Saved entries |
········
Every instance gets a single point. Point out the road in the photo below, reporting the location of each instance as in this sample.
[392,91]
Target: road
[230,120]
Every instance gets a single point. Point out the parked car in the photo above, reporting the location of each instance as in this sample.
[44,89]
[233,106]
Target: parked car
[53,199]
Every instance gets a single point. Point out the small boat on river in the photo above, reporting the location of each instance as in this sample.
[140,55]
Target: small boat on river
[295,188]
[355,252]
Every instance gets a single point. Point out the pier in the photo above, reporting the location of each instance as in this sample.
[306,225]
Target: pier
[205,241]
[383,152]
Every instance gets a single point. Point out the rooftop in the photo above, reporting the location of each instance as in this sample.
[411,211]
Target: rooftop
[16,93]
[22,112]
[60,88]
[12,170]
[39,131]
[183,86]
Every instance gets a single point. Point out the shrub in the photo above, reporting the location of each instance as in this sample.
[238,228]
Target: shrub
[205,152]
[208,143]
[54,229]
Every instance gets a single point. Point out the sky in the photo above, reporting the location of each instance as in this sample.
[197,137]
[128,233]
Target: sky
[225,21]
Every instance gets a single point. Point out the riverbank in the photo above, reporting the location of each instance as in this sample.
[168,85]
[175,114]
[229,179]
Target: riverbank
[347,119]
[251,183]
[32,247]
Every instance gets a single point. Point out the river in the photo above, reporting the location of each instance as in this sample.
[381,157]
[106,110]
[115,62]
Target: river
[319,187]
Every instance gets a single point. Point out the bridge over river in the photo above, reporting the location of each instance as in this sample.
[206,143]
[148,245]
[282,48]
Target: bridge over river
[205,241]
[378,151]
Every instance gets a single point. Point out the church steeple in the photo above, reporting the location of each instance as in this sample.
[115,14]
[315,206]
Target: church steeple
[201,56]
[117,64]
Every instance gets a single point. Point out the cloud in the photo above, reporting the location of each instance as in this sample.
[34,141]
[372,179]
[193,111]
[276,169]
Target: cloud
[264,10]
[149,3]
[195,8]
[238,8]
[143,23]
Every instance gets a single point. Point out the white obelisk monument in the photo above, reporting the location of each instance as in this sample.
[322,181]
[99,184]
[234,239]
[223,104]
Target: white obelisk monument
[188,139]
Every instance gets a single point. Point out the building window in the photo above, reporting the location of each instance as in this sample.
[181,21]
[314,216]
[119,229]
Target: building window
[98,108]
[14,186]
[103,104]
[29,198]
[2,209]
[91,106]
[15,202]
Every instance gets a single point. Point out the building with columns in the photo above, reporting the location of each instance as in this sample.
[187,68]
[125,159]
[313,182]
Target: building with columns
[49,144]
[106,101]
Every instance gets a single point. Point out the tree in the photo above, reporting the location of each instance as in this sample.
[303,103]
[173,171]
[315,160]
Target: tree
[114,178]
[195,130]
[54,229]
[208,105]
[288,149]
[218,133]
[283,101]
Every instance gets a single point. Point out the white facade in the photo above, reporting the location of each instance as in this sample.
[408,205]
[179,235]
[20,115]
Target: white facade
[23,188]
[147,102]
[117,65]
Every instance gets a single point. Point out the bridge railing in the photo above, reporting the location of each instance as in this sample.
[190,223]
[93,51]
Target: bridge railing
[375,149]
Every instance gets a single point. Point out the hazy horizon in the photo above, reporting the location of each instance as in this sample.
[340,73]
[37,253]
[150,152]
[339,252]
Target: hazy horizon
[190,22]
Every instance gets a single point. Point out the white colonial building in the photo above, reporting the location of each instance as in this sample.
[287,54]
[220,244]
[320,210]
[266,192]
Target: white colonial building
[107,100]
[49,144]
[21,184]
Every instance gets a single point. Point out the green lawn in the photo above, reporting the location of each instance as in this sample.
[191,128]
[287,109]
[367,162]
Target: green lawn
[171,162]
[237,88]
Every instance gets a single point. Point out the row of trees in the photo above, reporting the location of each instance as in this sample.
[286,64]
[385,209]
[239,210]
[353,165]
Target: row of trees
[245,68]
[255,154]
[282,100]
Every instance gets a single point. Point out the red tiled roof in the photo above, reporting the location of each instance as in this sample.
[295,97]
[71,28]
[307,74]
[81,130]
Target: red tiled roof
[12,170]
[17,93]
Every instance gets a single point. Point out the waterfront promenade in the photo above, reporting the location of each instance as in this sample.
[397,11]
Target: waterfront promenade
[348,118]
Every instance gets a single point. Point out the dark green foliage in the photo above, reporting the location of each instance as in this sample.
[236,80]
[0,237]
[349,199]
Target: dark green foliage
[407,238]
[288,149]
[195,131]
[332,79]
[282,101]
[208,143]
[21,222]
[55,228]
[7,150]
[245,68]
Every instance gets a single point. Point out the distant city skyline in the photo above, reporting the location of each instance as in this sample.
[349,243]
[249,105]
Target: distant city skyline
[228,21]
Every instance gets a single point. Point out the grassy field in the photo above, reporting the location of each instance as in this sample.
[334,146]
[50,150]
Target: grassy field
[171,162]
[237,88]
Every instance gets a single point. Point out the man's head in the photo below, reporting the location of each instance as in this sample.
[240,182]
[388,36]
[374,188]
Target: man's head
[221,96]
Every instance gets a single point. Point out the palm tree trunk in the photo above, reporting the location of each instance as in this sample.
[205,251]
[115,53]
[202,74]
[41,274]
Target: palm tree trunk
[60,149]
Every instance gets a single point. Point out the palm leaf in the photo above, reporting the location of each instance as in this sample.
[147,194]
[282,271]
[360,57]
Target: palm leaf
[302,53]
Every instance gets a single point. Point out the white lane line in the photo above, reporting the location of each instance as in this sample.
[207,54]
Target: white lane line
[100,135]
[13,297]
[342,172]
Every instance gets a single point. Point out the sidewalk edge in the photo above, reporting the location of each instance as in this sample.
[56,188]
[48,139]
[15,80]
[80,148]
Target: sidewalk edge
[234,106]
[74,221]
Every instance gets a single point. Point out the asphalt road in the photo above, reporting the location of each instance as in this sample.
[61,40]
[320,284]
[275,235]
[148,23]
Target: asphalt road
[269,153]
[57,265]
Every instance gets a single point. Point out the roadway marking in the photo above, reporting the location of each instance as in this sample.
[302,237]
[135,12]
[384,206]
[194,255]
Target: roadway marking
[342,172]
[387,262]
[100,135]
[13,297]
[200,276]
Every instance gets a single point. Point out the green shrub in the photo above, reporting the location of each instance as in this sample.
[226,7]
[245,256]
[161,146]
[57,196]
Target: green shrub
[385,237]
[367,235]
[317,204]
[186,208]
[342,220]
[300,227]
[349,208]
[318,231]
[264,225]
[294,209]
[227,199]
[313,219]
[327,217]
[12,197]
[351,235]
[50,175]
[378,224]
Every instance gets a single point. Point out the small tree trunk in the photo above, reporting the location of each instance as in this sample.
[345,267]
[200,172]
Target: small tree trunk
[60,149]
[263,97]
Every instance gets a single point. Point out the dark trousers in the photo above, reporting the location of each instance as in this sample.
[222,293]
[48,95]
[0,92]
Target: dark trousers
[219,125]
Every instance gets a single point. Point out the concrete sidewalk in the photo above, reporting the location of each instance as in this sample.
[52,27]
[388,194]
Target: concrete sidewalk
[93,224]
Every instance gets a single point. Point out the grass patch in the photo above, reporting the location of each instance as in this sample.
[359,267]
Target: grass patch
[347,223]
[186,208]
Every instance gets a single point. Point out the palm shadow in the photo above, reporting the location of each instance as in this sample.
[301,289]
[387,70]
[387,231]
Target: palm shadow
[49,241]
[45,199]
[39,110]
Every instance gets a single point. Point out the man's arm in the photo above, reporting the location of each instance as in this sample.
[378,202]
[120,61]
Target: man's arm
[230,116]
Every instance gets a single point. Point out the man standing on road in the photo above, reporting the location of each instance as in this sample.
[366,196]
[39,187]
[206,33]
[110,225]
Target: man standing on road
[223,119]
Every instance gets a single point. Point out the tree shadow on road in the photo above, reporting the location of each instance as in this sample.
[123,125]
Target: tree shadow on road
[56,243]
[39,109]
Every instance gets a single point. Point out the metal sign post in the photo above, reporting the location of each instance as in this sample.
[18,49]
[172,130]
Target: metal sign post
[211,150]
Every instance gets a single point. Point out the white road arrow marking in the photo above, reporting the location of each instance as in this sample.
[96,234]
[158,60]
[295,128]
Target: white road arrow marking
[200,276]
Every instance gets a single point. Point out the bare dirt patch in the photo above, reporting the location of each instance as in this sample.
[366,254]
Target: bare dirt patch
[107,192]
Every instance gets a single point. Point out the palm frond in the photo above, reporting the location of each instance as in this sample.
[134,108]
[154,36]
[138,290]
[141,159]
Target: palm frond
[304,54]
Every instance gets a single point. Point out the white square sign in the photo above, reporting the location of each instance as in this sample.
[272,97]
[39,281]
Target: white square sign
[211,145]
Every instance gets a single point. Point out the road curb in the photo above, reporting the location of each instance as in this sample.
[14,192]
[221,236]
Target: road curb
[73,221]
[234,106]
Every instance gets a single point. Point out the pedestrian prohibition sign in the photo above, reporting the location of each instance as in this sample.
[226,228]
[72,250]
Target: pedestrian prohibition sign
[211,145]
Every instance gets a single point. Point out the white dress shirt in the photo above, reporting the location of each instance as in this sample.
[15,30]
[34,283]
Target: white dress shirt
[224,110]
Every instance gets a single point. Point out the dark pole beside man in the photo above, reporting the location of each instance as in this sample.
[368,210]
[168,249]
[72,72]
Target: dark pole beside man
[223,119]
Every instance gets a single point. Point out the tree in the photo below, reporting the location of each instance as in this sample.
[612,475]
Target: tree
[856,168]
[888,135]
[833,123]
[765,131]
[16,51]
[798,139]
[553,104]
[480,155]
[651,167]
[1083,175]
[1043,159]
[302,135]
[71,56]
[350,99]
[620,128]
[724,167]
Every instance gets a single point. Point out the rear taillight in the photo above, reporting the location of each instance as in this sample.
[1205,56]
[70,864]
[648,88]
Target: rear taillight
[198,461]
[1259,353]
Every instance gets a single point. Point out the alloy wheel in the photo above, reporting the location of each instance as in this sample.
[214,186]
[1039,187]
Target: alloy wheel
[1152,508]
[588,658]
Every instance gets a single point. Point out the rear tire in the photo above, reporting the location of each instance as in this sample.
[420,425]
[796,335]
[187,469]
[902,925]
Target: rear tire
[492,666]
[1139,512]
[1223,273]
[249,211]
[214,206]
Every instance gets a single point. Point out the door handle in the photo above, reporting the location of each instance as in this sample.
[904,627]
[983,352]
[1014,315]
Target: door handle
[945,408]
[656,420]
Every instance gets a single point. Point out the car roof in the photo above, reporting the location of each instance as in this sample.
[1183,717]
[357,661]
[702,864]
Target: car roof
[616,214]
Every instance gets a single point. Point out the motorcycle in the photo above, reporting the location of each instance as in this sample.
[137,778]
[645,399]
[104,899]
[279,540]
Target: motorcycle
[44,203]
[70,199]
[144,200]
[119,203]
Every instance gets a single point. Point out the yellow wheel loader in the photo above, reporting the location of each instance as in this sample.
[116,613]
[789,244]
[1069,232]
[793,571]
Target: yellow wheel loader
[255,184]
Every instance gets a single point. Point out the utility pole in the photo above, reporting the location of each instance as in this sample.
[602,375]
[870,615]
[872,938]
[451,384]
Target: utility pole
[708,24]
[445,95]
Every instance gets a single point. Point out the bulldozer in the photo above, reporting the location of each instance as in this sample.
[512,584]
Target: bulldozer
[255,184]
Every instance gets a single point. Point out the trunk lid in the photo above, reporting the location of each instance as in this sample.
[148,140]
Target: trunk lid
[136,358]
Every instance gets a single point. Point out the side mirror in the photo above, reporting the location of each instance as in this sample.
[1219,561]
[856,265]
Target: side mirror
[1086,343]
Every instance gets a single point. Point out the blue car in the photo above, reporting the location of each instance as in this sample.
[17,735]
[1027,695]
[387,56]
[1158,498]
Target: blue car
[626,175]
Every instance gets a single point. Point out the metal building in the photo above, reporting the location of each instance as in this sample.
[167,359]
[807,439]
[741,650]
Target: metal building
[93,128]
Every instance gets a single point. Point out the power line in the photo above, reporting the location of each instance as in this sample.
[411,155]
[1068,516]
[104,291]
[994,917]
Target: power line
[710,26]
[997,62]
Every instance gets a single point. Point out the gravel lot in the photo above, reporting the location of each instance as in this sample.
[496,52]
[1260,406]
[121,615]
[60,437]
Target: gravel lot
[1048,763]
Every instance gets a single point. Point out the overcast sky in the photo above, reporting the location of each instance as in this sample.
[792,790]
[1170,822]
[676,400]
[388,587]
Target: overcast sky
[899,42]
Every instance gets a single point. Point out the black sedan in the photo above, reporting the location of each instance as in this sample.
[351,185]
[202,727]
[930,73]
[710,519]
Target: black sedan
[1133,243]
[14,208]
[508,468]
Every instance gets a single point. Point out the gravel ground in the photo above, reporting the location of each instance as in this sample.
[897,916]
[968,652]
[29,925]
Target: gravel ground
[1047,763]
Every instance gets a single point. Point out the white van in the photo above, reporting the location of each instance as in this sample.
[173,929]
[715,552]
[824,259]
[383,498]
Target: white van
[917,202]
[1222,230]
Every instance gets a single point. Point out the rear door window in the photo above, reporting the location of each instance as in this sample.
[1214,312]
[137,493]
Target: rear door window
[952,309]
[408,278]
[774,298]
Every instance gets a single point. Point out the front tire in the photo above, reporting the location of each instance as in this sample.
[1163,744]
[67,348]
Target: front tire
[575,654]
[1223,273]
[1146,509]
········
Check each line above for the word "below", and copy the lines where it appears.

The answer |
Every instance gets a single point. Point out the road in the photo below, reporting the location of each instance as in this sample.
Every instance gets a single point. Point out the man's head in the photo below, reporting the location of each instance as in this sample.
Every instance gets a single point. Point out the tree in the photo below, reporting the location of each instance as in this sample.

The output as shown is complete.